From the passage below on chloramphenicol aptasensing, list each abbreviation introduced in parentheses together with the full term it stands for.

▶ Provided passage

<<<<

Amperometric aptasensing of chloramphenicol at a glassy carbon electrode modified with a nanocomposite consisting of graphene and silver nanoparticles

  • Shun Liu
  • Guosong Lai
  • Haili Zhang
  • Aimin Yu
Original Paper

Abstract

A nanocomposite prepared from reduced graphene oxide (rGO) and silver nanoparticles (AgNPs) is used in an electrochemical aptasensor for the sensitive and selective determination of the antibiotic chloramphenicol (CAP). The nanocomposite was obtained by electrostatic assembly of AgNPs on the surface of polyelectrolyte-functionalized rGO and then used to modify a glassy carbon electrode. The biosensor is then obtained by immobilizing the aptamer against CAP. When incubated with solutions of CAP, the sensor surface is loaded with CAP due to aptamer recognition. The captured CAP can be electrochemically reduced to yield a current that is strongly enhanced as a result of the excellent electrocatalysis property of the graphene/AgNP-nanocomposite. Under optimum conditions, the calibration plot is linear in the 0.01 to 35 μM concentration range, with a 2 nM detection limit (at 3σ). The sensor is reproducible, stable, selective over homologous interferents, and performs excellently when analyzing CAP in milk samples.

>>>>

▶ Given data
<<<<

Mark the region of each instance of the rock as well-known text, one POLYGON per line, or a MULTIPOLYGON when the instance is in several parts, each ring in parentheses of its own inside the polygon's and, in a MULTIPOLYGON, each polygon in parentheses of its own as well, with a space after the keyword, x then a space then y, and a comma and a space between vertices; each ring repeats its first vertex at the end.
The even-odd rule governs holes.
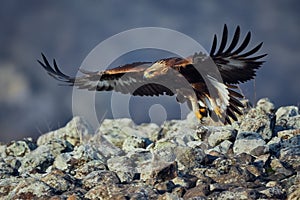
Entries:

>>>>
<<<<

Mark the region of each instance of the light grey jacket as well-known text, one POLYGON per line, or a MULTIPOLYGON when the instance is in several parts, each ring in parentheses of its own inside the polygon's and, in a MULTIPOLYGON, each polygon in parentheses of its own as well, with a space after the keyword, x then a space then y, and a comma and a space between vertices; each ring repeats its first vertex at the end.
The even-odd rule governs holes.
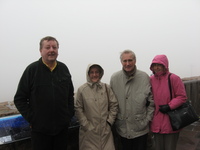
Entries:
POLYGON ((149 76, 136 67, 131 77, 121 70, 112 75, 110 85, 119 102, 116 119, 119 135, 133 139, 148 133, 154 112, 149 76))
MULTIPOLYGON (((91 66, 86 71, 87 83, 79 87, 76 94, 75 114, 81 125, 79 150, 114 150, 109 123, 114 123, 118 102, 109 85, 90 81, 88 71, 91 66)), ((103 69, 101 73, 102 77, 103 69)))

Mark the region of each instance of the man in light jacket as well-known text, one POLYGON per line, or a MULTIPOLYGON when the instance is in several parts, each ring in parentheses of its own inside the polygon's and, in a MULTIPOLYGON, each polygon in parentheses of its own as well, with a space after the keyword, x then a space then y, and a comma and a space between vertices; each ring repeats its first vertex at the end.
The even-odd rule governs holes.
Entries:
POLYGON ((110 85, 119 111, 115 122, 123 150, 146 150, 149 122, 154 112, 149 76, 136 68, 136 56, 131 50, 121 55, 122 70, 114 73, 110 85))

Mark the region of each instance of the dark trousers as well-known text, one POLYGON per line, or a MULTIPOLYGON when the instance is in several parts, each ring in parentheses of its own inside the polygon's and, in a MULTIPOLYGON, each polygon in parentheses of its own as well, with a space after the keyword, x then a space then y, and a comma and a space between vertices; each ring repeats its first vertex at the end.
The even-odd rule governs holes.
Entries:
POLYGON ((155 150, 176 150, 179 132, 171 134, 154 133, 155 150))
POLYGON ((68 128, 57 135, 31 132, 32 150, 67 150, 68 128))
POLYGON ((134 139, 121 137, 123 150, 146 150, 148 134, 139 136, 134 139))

>>>>

▶ Full output
- rGO: reduced graphene oxide
- AgNPs: silver nanoparticles
- CAP: chloramphenicol